# YOUR GOAL
From the first record to the last, write out each one exactly.

[Point-per-instance localization data]
****
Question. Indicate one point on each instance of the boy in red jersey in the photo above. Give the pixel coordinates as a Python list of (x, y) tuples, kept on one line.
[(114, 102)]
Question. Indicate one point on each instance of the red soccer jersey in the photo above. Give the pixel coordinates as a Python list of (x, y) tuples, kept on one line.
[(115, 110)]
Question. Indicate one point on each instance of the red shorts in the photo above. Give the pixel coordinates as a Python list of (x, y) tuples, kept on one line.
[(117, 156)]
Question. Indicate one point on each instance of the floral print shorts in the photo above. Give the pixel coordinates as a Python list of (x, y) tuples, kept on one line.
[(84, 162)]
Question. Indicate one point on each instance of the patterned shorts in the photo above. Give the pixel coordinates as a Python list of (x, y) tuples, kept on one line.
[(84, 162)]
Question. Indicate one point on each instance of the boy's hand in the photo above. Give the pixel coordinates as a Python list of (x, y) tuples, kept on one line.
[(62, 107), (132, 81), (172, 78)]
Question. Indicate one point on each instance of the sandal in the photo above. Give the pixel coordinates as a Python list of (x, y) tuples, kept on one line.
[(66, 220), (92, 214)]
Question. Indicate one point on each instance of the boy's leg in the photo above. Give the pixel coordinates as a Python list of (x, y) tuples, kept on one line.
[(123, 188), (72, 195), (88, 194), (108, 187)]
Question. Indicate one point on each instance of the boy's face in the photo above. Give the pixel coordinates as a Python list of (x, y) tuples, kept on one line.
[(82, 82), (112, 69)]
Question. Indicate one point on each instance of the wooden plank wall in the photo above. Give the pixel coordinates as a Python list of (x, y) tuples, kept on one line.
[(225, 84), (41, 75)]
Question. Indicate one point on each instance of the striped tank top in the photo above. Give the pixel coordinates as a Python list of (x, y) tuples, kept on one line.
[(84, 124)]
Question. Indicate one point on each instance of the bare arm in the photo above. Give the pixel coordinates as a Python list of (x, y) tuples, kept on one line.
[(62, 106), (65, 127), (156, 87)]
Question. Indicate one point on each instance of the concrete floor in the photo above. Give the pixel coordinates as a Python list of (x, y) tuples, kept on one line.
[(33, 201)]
****
# ANSWER SPACE
Question. Indicate one point on each instance of the boy in red jersey in the photo above. Give the pixel coordinates as a Python list of (x, y) tuples, kept on one line.
[(114, 102)]
Question. Indicate one point on each instance of the red soccer jersey in the photo above. Give the pixel coordinates as a Python list of (x, y) tuples, kept on one line.
[(115, 110)]
Question. Indicate one point on each instance of the red shorts in the photo above. Give the pixel coordinates as a Python list of (x, y) tuples, kept on one line.
[(117, 156)]
Question. Indicate one point on each instance of the floral print shorts in the photo above. Give the pixel coordinates as a Python list of (x, y) tuples, kept on one line.
[(84, 162)]
Question. Indicate one point on each instance of the patterned shorts in the photo above. Give the pixel coordinates as a Python list of (x, y) tuples, kept on one line.
[(84, 162)]
Question. Indicate one point on each instance of the boy's hand in the photo above. Give the pixel coordinates as a Python list of (x, y) tuples, kept on one line.
[(62, 107), (132, 81), (172, 78)]
Question. Indicate one point on each instance of the sandal in the photo above. Give the pixel coordinates as a Python list of (x, y) tuples, kept on one line.
[(66, 220), (92, 214)]
Question. Indicate one point on each instance of the boy's leg in the photo above. Give the pixel coordinates as a Python list of (x, y) tuples, kept on one line.
[(123, 188), (72, 195), (88, 194), (108, 187)]
Question. Indicate one point on each instance of the boy's face in the photo above. Give the pixel coordinates as a Python list of (x, y) tuples, kept on one line.
[(82, 82), (112, 69)]
Question. Indicate one point on each instance of the wooden plank wall in the photo above. Give the pixel coordinates as a Python list of (x, y) tuples, kept on one line.
[(225, 84), (41, 75)]
Question. Indicate one point on each instance of the striped tank top in the photo above. Give the pixel coordinates as a Python list of (x, y) tuples, kept on one line.
[(84, 124)]
Question. Indicate one point on each instance of the bare arm in the photo above. Give the pixel coordinates as a Python list of (x, y) tuples, kept on one line.
[(62, 106), (65, 127), (156, 87)]
Question. Indicate one point on each instance of the concrete floor in the photo above. Give the pixel coordinates as a Python list of (x, y) tuples, kept on one line.
[(33, 201)]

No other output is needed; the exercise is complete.